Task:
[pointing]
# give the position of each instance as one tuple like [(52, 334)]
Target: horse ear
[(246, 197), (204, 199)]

-.-.-

Lay out the entries above as a two-column CSV with the headers "prompt" and "completion," one row per entry. Put each field in double quotes and replace its line breaks with spaces.

prompt,completion
"Task: [pointing] # give the position of each instance as one tuple like [(52, 334)] Target: horse ear","[(246, 197), (204, 199)]"